Sunday, September 2, 2012

More on Christian Scientific Worldview

One of the hobby horses of atheists and creationists is of course the veracity of the Theory of Evolution. I personally cannot reconcile a worldview informed morally by the God of the Bible with the Theory of Evolution by Natural Selection. Here I am not saying that evolution by natural selection never occurs. I am saying that I do not believe it pertains in the way it is normally applied as having developed the diversity of life. How we suppose there would have arrived a minimum viable organism for evolution to work with is of course another close to insurmountable hurdle.  I know there are fellow Christian believers who see things otherwise with evolution, as I mentioned in a previous post.

Science proceeds by evaluating evidence and postulating a governing mechanism for that evidence. As more data fits the mechanism, we may call our postulated mechanism a 'theory'. As the theory is applied repeatedly with successful prediction of results, we have a law. When does the theory become a law? Certainly when we can repeatedly get accurate day-to-day numerical predictions based on an equation-based numerical law such as Ohm's law. Evolution is far more complex and far harder to tie down to a numerical model, of course. So is cosmology; the big picture is beyond foreseeable numerical modelling, although some parts of the picture can be modelled. So science is about the plausibility of postulated mechanism. The postulated mechanism on its own is not necessarily good science of course. And here currently accepted 'science' varies widely.

» **Stored items**:
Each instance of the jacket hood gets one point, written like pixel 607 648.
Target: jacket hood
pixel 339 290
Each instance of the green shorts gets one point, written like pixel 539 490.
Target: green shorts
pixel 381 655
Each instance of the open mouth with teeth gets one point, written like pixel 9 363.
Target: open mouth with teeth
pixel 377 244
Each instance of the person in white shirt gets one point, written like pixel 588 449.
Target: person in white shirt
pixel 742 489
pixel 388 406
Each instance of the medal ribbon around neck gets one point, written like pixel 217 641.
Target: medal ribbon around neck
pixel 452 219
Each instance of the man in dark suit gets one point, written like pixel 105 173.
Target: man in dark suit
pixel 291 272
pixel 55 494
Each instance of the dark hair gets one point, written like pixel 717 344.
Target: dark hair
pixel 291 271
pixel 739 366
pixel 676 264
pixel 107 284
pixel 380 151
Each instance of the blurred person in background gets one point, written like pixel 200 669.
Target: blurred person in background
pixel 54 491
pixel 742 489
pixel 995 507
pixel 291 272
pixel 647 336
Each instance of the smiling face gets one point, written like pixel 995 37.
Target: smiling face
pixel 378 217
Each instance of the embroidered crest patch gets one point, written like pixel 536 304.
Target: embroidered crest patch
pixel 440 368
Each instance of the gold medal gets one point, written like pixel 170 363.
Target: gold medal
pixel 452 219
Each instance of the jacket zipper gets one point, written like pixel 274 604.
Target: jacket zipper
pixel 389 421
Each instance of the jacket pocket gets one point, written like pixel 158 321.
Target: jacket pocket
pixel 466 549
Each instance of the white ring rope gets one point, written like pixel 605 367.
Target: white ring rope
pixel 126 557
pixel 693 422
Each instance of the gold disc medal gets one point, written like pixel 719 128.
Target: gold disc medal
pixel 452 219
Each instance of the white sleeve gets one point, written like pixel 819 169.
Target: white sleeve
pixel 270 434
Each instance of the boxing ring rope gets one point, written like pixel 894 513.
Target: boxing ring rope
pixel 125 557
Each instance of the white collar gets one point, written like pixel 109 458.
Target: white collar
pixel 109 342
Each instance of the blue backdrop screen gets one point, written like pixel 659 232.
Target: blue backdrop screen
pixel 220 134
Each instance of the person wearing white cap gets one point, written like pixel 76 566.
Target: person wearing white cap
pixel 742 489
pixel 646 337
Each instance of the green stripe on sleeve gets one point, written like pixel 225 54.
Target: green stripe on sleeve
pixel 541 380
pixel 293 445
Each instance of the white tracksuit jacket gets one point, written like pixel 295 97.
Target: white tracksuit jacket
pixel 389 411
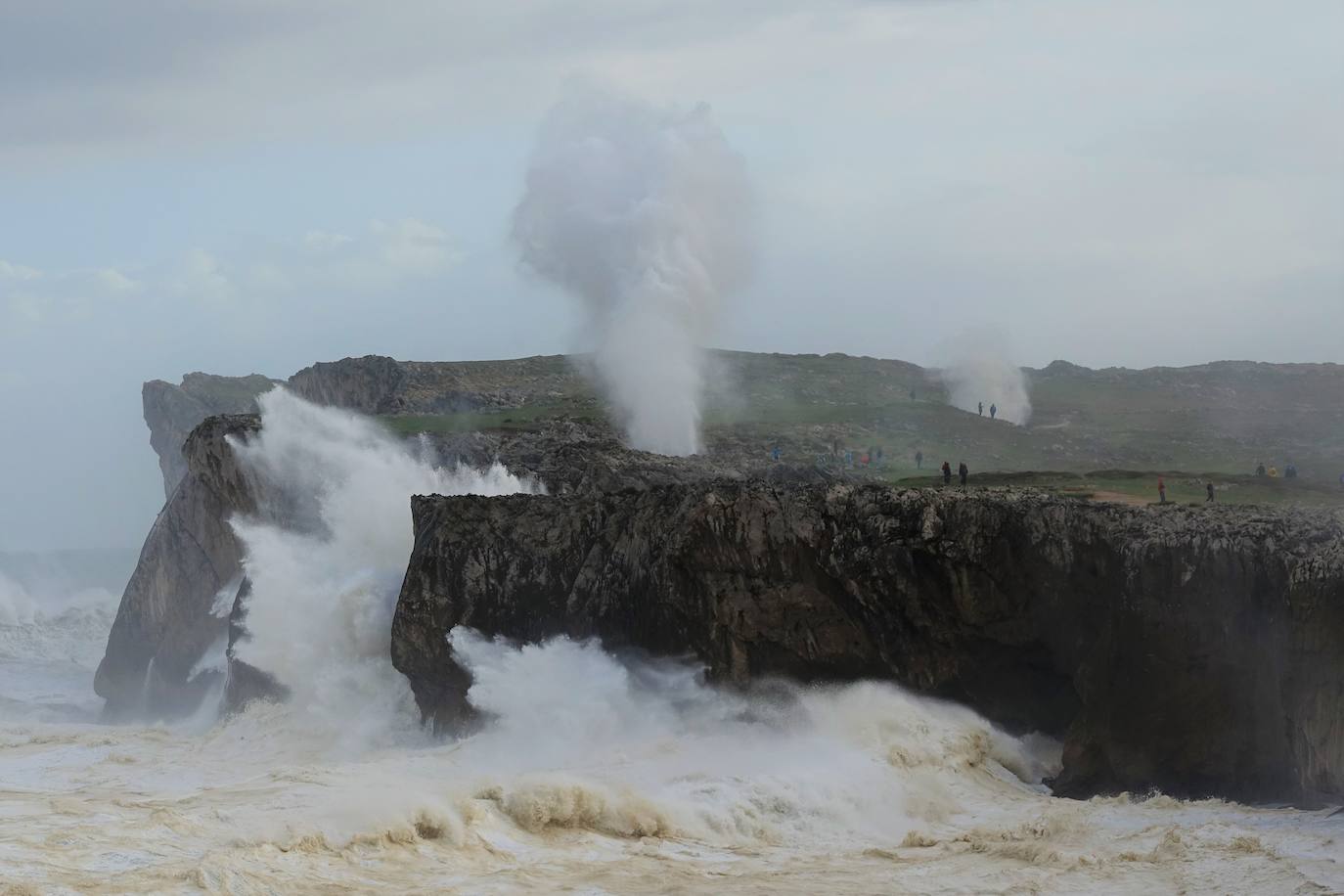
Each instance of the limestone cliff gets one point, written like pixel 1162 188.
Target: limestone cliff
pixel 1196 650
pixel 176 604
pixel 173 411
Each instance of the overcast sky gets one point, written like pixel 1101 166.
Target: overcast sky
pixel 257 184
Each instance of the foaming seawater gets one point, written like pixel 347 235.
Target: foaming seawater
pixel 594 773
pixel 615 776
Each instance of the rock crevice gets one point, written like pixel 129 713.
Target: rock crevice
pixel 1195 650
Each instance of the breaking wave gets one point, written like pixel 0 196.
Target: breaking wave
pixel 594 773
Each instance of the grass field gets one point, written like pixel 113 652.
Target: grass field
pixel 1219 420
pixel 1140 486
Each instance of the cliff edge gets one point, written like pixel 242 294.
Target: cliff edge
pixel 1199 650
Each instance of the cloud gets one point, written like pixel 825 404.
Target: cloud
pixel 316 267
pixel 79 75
---
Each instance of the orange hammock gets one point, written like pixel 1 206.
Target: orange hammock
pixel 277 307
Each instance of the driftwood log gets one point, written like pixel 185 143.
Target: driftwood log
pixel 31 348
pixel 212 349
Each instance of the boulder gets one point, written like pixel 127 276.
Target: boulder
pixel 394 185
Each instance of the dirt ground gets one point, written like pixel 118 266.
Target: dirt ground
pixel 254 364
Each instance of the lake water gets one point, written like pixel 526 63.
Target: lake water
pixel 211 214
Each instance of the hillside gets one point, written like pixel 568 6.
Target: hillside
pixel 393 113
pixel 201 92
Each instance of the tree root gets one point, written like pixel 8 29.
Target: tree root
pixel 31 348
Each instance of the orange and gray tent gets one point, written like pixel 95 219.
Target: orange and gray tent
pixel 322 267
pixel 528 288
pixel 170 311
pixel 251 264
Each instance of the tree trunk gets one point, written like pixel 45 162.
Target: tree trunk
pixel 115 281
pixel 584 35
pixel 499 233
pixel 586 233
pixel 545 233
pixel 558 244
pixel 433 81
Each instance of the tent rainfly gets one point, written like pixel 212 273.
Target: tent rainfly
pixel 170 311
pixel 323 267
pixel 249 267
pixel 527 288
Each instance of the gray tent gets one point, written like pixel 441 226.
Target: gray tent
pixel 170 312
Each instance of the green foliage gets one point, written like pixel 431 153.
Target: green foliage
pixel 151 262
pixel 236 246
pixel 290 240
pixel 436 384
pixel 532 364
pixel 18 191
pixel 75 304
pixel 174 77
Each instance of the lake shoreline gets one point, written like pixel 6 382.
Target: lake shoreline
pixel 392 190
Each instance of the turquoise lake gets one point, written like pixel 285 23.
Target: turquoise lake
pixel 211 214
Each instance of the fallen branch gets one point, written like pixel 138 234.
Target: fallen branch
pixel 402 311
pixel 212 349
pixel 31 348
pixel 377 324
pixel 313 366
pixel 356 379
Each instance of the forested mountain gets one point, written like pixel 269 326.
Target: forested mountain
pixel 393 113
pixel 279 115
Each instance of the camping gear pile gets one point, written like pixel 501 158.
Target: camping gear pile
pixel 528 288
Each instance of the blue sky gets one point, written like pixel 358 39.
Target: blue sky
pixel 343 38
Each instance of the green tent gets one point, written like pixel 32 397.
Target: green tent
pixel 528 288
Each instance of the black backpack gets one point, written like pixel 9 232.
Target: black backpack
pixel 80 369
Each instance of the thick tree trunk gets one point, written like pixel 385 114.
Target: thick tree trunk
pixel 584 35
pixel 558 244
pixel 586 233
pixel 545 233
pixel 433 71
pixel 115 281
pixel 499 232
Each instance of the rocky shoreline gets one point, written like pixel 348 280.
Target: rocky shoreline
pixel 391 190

» **Task 1**:
Answer these questions using the blog post on Christian scientific worldview:
(a) Which theory does the writer say cannot be reconciled with a worldview informed morally by the God of the Bible?
(b) What law is named as an example of an equation-based numerical law?
(c) Besides evolution, which field is described as having a big picture beyond foreseeable numerical modelling?
» **Task 2**: Write the next part of the blog post on Christian scientific worldview, picking up after its final sentence.
The stored items shown above come from a source separate from the blog post on Christian scientific worldview.

» **Expected output 1**:
(a) The Theory of Evolution by Natural Selection
(b) Ohm's law
(c) Cosmology

» **Expected output 2**:
Now science gets even more subjective when it comes to the relational and psychological arena. A former colleague of mine pointed out that 'ologies' are the more subjective end of science. Yet these areas bear strongly on how religious people such as myself think. It is one thing to talk about the plausibility of a postulated mechanism, here meaning evolution, from the scientific and statistical standpoint. It is another to discuss the character and relational nature of God and the implications they have for that theory. Why do I believe that God did not use evolution by natural selection to develop species into higher forms? Here I am talking about the intent of God, morally speaking, and not about the plausibility of the science. The 'science' has big problems, for sure. But surely the creator redeemer Christ of Paul's Letter to the Colossians would not use natural selection to do a neat experiment in bio-engineering. I do not believe God would have used natural selection in the beginning because it involves cruelty in the form of predation and suffering.

Of course, today, the selfish instinct for survival is readily seen in the animal kingdom, so how do we explain this? I will return to that question in a minute.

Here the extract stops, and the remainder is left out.